§ **INSTRUCTIONS FOR THE TASK**
With the images omitted, return all of the entries exactly as they stand.

Data items
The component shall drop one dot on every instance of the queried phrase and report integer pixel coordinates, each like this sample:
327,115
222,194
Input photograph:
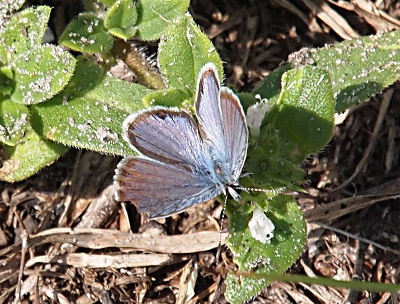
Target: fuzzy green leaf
87,34
7,7
121,18
156,15
41,73
6,80
183,51
167,97
31,154
22,32
90,118
14,119
251,255
303,114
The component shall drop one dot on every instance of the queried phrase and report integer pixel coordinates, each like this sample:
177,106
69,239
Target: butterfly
183,162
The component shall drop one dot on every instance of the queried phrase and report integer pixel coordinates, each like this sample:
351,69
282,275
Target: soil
350,202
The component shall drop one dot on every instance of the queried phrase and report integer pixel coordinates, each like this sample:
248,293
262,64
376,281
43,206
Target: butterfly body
183,162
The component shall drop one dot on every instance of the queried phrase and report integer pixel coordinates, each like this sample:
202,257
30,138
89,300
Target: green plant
51,101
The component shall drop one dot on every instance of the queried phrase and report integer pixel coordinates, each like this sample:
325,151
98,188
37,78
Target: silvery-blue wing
222,124
174,172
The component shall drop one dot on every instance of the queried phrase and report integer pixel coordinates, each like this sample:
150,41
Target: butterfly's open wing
235,130
222,122
175,172
168,136
161,189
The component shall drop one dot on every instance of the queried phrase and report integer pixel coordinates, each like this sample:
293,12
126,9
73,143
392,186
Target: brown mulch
63,239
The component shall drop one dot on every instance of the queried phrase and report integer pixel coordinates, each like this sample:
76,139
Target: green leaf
41,73
303,114
167,97
7,7
6,80
252,255
270,87
121,18
87,34
90,119
31,154
23,31
361,67
156,15
183,51
14,119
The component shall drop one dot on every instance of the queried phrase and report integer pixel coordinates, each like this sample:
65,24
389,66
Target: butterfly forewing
208,109
160,134
235,131
222,122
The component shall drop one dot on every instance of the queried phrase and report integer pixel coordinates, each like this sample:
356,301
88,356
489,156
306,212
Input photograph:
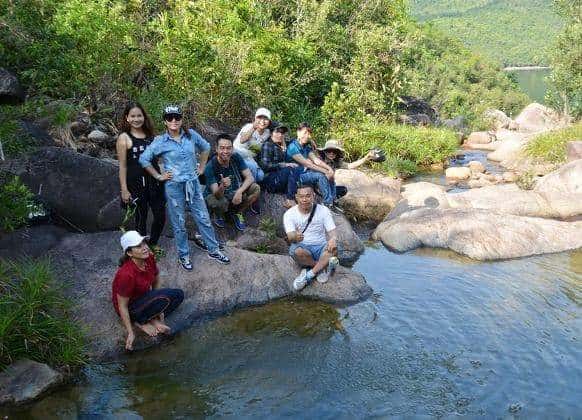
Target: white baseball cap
131,238
264,112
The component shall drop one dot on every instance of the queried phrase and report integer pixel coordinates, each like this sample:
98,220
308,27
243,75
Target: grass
406,147
551,146
34,316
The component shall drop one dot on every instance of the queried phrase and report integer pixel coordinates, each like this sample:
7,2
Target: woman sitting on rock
138,188
136,292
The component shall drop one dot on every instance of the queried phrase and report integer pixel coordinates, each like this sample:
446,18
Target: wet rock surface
25,381
89,261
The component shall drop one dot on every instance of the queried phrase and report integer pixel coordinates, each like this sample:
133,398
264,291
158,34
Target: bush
34,320
551,146
407,147
16,202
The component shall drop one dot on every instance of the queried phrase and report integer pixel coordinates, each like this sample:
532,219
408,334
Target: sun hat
332,145
131,238
263,112
172,109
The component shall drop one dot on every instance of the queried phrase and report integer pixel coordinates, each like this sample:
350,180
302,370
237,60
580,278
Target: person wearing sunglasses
177,149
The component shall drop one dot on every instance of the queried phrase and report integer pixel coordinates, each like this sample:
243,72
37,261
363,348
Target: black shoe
219,256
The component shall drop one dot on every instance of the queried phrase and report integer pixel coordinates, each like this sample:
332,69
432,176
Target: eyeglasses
171,117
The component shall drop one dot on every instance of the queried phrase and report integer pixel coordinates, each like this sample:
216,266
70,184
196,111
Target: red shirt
132,282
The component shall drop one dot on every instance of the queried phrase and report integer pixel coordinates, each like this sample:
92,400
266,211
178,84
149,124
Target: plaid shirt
272,156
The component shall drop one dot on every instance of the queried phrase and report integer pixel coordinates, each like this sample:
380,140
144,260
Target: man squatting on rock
306,226
176,149
136,293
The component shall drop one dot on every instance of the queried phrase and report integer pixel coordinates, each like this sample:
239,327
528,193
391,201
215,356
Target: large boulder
82,190
574,150
369,197
536,118
349,244
87,262
25,381
10,90
479,234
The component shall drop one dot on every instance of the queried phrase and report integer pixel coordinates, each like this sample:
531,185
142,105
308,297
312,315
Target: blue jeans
325,186
153,303
178,196
257,172
283,180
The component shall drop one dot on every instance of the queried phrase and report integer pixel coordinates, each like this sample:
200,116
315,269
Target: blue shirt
180,158
295,148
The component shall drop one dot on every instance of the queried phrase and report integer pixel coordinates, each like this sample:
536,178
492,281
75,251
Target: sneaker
219,256
186,263
300,281
199,242
240,222
254,208
219,222
322,276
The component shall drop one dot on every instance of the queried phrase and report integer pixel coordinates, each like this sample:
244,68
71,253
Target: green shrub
34,321
16,202
551,146
407,147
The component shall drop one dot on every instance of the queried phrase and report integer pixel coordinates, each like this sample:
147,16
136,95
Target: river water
442,335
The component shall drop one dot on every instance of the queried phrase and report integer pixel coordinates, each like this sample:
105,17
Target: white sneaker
332,265
300,281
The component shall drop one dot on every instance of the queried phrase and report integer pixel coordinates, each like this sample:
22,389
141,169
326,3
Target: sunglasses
171,117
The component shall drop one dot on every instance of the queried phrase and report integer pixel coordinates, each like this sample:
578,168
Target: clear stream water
443,335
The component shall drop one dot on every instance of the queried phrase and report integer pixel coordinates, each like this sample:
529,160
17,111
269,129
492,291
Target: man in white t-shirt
313,242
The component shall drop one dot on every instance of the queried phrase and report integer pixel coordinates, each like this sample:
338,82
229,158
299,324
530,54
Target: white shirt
322,222
255,140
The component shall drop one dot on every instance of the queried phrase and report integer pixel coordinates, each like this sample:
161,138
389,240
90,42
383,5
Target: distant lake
532,83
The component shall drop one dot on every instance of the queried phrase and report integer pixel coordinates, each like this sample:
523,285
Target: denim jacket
180,158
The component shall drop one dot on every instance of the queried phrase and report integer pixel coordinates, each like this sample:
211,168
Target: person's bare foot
160,326
148,328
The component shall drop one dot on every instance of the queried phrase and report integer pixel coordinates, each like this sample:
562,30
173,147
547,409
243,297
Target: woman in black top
137,186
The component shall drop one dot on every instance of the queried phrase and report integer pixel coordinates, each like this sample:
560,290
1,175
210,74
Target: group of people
165,172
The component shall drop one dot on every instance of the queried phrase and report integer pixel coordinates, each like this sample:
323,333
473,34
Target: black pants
153,303
148,196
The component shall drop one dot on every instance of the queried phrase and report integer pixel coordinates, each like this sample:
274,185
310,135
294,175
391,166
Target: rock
479,234
497,119
99,137
25,381
81,189
88,263
479,137
567,180
536,118
259,241
458,172
368,197
417,111
509,176
476,167
349,244
10,90
574,150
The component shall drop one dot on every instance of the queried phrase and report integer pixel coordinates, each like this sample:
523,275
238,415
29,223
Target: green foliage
551,146
34,320
513,32
408,147
16,202
566,78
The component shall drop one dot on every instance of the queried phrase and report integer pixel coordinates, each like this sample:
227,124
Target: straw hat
333,145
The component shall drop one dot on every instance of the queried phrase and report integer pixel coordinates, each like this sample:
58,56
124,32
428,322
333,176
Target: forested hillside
514,32
341,64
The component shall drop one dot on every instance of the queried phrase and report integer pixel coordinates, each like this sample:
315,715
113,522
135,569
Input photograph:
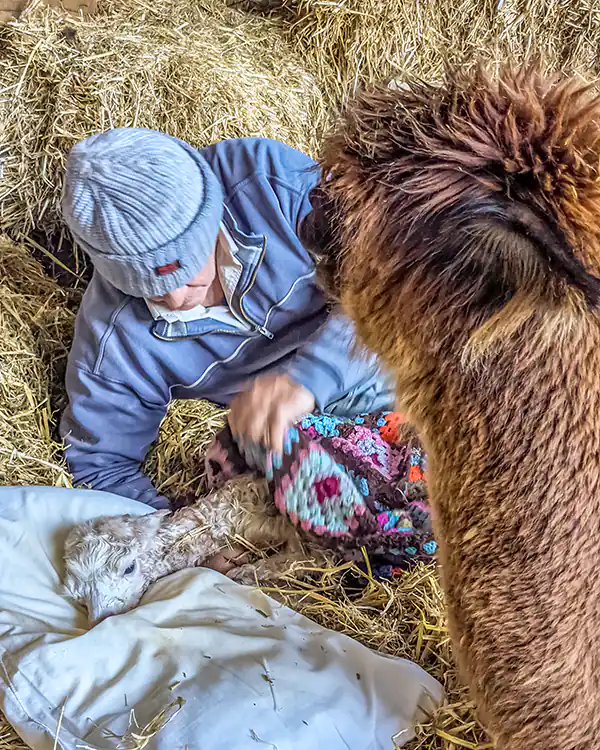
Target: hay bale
351,41
197,70
35,325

§ **YOUR SOLUTION**
The component shall drop one dot on every instance of the queried phrase and report integer pixel coordinates, each like this sample:
327,115
222,194
Input photograph:
Target: fuzzy green leaf
87,34
7,7
121,18
156,15
41,73
6,80
183,51
167,97
31,154
22,32
90,118
14,119
251,255
303,114
The component shall drop one dot on every instance of the queried phrase and report integer pixel coordinates, each like this sample:
177,106
69,239
Target: butterfly
183,162
The component shall drop one dot on every instance of the queried phrase and report integer pixel coordinates, each like this sample:
351,69
282,275
Target: soil
350,202
The component shall drop one dot on every instance of the queried phrase and report integer pixel coordinates, each like this sample:
248,293
262,64
376,281
43,206
Target: butterfly body
183,162
The component shall drop one dot on every instance of the queried phrase and report integer pixel coordinates, each like this sample:
202,257
30,138
89,300
Target: green plant
51,101
The component shall drop one dot on every instance of the queried phrase and report integer pixel coordinates, each like this sample:
325,151
98,188
37,78
Target: silvery-blue wing
222,124
174,172
The component shall drop one dot on every instance of the queried phrase and report integer pixel coordinates, each like this sample:
150,41
Target: butterfly's open wing
235,130
222,122
175,172
168,136
161,189
The component shall drop one dot on every instance of the queried phrase and report integer pixel coordinates, each like this sample:
293,12
126,9
73,143
392,186
Target: brown mulch
63,239
The component shall drop one dot on every instance of the queried phrase and report integer pixel coordinates, each like this sample:
76,139
Target: green leaf
41,73
303,114
167,97
7,7
6,80
252,255
270,87
121,18
87,34
90,119
31,154
23,31
361,67
156,15
183,51
14,119
The component shall drop one dot on every instance of the queried phrase and report integer pixel coordinates, each like this sample:
65,24
389,66
Target: butterfly forewing
208,109
160,134
235,131
222,122
The component shall drop one dot on every instance of the queried phrase and report integer pixel coordinates, each like this sample:
356,301
88,356
489,156
306,212
Input photograph:
Target: white baseball cap
131,238
264,112
The component shall drop one dot on every instance of the queried phrase and report integer pixel coordinates, each like this sample:
98,220
308,27
243,75
Target: grass
406,147
551,146
34,316
The component shall drop one dot on every instance of the queried phrase and report integer pixel coordinates, each like this sample:
7,2
Target: woman sitting on rock
138,188
136,292
The component shall drop one dot on every instance of the queried phrase and report integer pixel coordinates, each like this sample:
446,18
Target: wet rock surface
25,381
89,261
The component shall drop one dot on every instance of the queried phrase and report integer pixel coordinates, each like this sample:
133,398
264,291
158,34
Target: bush
34,320
551,146
407,147
16,202
The component shall drop one dot on every instance of the queried phrase and report integer pixel coordinates, each like this sample:
532,219
408,334
Target: sun hat
332,145
131,238
263,112
172,109
The component shall drop one dot on every instance of the queried phrase and report integer pixel coordinates, each like this sample:
350,180
302,370
237,60
580,278
Target: person wearing sunglasses
177,149
The component shall drop one dot on every instance of the queried phrase and report integer pixel coordinates, each like this sample:
243,72
37,261
363,348
Target: black shoe
219,256
The component shall drop one dot on every instance of the queried phrase and report integer pixel coordinates, each like this sample:
332,69
432,176
Target: eyeglasses
171,117
The component shall drop one dot on every instance of the queried phrase and report integer pixel coordinates, each like this sample:
216,266
70,184
196,111
Target: red shirt
132,282
The component shall drop one dot on every instance of the queried phrase and report integer pixel coordinates, each like this sample:
92,400
266,211
178,84
149,124
Target: plaid shirt
272,156
The component shall drop one dot on every instance of the queried phrase and report integer pixel coordinates, each like this sample:
380,140
144,260
Target: man squatting on rock
306,226
176,149
136,293
The component shall drop one dot on every instance of the queried phrase and report integer pixel coordinates, each like this sample:
239,327
528,193
391,201
215,356
Target: large boulder
82,190
574,150
369,197
536,118
349,244
87,262
25,381
10,90
479,234
The component shall drop one dot on every instance of the queried phrase and report integer pixel coordinates, each like this sample:
531,185
142,105
308,297
312,315
Target: blue jeans
325,186
153,303
178,196
257,172
283,180
The component shall drop one dot on every instance of the queried phrase and report integer pixel coordinates, each like this sample:
200,116
315,269
Target: blue shirt
180,158
295,148
The component shall drop one dot on every instance of the queried phrase and report integer pixel coordinates, each like this sample:
536,178
492,281
75,251
Target: sneaker
219,256
186,263
300,281
199,242
240,222
254,208
219,222
322,276
The component shall drop one dot on every instance of the queried phrase and report integer pixel coordinates, each like this sample:
244,68
71,253
Target: green shrub
34,321
16,202
551,146
407,147
The component shall drop one dot on every instance of the queried phrase and report integer pixel coordinates, each like this sample:
147,16
136,95
Target: river water
442,335
The component shall drop one dot on every instance of the queried phrase and report integer pixel coordinates, each like this sample:
105,17
Target: white sneaker
332,265
300,281
The component shall drop one dot on every instance of the queried phrase and report integer pixel coordinates, each like this sample:
22,389
141,169
326,3
Target: sunglasses
171,117
The component shall drop one dot on every instance of the queried phrase and report integer pixel coordinates, each like this sample:
578,168
Target: clear stream water
443,335
The component shall drop one dot on every instance of the queried phrase and report integer pixel coordinates, each like this sample:
529,160
17,111
269,129
492,291
Target: man in white t-shirt
313,242
The component shall drop one dot on every instance of the queried phrase and report integer pixel coordinates, each like this sample:
338,82
229,158
299,324
530,54
Target: white shirt
322,222
255,140
The component shall drop one dot on every instance of the queried phrase and report integer pixel coordinates, each like this sample:
161,138
389,240
90,42
383,5
Target: distant lake
532,83
The component shall drop one dot on every instance of the queried phrase and report integer pixel coordinates, each like this sample:
523,285
Target: denim jacket
180,158
The component shall drop one dot on every instance of the queried phrase and report integer pixel coordinates, each like this sample:
211,168
Target: person's bare foot
160,326
148,328
The component shall drop one dot on every instance of the queried phrase and report integer pixel coordinates, each like this sample:
562,30
173,147
547,409
243,297
Target: woman in black top
137,186
The component shall drop one dot on every instance of the queried phrase and report integer pixel coordinates, each like this sample:
560,290
1,175
210,74
Target: group of people
165,172
The component shall drop one dot on every instance of the queried phrase and report integer pixel coordinates, each like this sample:
323,333
473,34
Target: black pants
153,303
148,196
The component shall drop one dot on every instance of the queried phrase and report integer pixel coordinates, each like this sample:
274,185
310,135
294,175
391,166
Target: rock
479,234
497,119
99,137
25,381
81,189
88,263
479,137
567,180
536,118
259,241
458,172
368,197
417,111
509,176
476,167
349,244
10,90
574,150
The component shall drop one dot on every instance of the queried phrase and report integer pixel coordinates, each like this sample:
523,275
238,415
29,223
Target: green foliage
551,146
34,320
513,32
408,147
16,202
566,78
The component shall drop one dot on every instance of the queried phrase and report integer pixel coordinates, each like this sample:
227,124
Target: straw hat
333,145
The component shall drop one dot on every instance of the queried phrase and report integer pixel coordinates, each like this sample:
58,56
124,32
428,322
333,176
Target: forested hillside
514,32
341,64
The component shall drop one dot on every instance of the queried phrase and report integer pixel coordinates, each like this sample:
315,715
113,522
135,569
Input photograph:
Target: hay bale
351,41
197,70
35,325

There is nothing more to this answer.